## Work item A:
According to the text on Operation Defensive Shield, what share of reservists immediately joined their units?
## Work item B:
Continue the text on Operation Defensive Shield and the Jenin fighting, starting after its final sentence.

┌─ Text

Then you will understand why close to 90% of Israel’s Jews whole-heartedly support Operation Defensive Shield. In a country where avoiding reserve duty is a national sport, over 95% of reservists immediately joined their units, and 5,000 more Israelis volunteered than the number drafted. These were middle-aged men with families, who went to war this time only "after looking deeply into [their] children’s eyes," as one reservist wrote home.
American Jews have to decide whom to believe. Do you believe Dr. David Zangen, a senior pediatrician at Shaarei Tzedek hospital, who responded in Maariv to U.N. Envoy Terje Larsen. Zangen tells of how he and other combat medics in Jenin risked their lives to treat wounded and sick Palestinians.
These were not "innocents" they treated. Even Amira Hass, who lives in Ramallah and explicitly writes from the Palestinian point of view, admits that the whole population of the Jenin camp was mobilized to help the Palestinian fighters, who vowed to fight to the last. The camp was an assembly line for suicide bombers – 28 so far. Wall-to-wall posters of those "martyrs" covered every wall, and family photo albums contained photos of children as young as six with explosive vests strapped to them.
Contrary to media reports of an oppressive stench hanging over the whole camp, Zangen walked a week after the end of fighting without a mask. The smell of decaying bodies was confined to one small area.
The best refutation of the claim of Israel’s "staggering brutality and callous murder" is the ease with the battle could have been won, if killing Palestinian civilians had been Israel’s goal. At least 13 Jewish fighters would still be alive today if the IDF had been willing to use the firepower at its disposal, as the Russians did in leveling Grozny and the Americans in Afghanistan, rather than exposing its soldiers to fierce house-to-house combat.
Letter after letter from the front, confirms Zangen’s report of the extreme care taken to avoid civilian casualties. In a country that tends to hyper-criticism, not one soldier’s letter has appeared decrying the actions of the IDF.

└─
┌─ Data listing

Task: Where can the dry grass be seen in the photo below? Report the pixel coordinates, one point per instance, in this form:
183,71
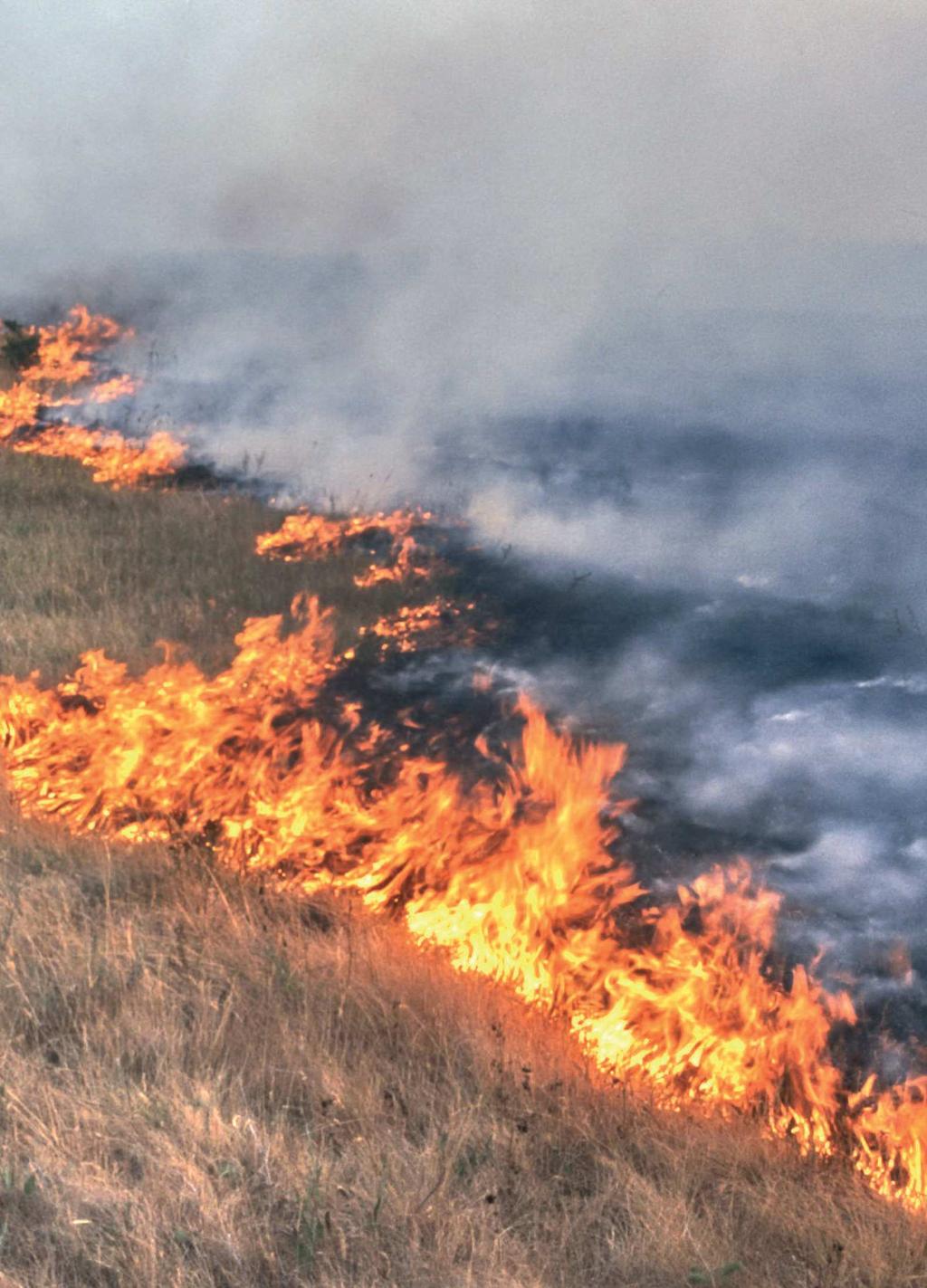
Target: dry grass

└─
┌─ Data listing

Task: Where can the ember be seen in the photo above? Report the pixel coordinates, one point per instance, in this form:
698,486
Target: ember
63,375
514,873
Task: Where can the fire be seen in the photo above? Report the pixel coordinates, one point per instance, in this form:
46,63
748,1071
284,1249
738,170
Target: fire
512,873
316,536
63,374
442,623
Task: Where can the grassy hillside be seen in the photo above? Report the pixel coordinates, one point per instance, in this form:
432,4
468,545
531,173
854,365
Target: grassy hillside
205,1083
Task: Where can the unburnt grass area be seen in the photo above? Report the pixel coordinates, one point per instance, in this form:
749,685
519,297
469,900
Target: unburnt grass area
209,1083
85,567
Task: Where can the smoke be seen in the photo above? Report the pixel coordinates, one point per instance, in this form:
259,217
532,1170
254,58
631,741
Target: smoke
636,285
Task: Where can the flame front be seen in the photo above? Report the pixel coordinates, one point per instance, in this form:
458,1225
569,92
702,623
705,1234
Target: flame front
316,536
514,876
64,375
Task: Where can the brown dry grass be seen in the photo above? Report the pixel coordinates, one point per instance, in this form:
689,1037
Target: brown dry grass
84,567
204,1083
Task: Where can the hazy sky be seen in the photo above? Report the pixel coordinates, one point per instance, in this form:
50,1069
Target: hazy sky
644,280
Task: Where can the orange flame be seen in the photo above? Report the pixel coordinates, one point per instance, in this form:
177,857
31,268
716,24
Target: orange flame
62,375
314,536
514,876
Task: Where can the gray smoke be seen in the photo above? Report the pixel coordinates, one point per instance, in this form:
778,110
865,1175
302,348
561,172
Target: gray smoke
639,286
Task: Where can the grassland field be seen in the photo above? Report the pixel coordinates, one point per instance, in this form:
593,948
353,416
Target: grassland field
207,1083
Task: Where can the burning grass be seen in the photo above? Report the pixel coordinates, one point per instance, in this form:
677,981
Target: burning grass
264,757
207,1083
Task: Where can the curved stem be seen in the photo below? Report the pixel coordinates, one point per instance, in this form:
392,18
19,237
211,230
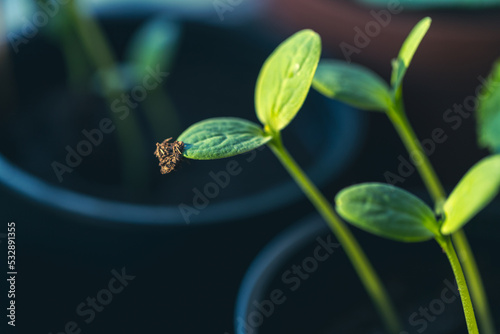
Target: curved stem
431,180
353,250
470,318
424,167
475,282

└─
┌─ Data listing

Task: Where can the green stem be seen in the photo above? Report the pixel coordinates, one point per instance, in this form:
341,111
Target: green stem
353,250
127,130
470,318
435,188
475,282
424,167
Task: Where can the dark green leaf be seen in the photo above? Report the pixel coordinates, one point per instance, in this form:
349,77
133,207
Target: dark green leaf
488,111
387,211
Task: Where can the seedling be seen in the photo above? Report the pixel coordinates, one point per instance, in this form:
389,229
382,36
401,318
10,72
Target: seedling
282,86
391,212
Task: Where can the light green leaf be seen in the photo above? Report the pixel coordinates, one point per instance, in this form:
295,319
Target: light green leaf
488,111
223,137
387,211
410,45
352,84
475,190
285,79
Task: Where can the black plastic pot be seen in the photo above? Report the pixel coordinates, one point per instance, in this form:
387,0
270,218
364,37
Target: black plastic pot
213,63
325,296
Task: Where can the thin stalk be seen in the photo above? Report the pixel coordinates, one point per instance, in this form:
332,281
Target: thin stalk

└─

## Answer space A:
Over 95%

## Answer space B:
Or will you believe that Jewish soldiers "shot unarmed civilians, bulldozed people alive, and blocked access to medical care," as reported in the Los Angeles Times, parroting the claims of local Palestinians? Will you take seriously the veteran war reporters, who have reacted to the scenes from Jenin like blushing brides, who never dreamed that death and destruction are the by-products of war? The media lavish more attention on a broken child’s doll in Jenin than they have on decapitated Jewish babies in strollers.
Banner headlines in Europe’s leading papers scream "Genocide" and "The March of the Storm Troopers." Indeed the less than two dozen Palestinian civilians found by Human Rights Watch to have been killed in the fierce house-to-house fighting have provoked a level of indignation never shown for thousands butchered all over the globe or even for the six million Jews exterminated sixty years ago. That lack of proportion betrays a lack of credibility.
So if the choice facing American Jews is a stark one, it is not, on the evidence, a particularly difficult one. The time has come to choose between your Jewish brothers and sisters, who have been robbed of any semblance of a normal life, and your New York Times political correctness.
I pray that the Washington rally and the emergency campaigns for Israel represent the feelings of the broad mass of American Jewry, and not just those of a dwindling core of strongly identified Jews.
For of one thing I am sure. Those who do not choose the side of their brothers in Israel at this moment are lost to the Jewish people forever.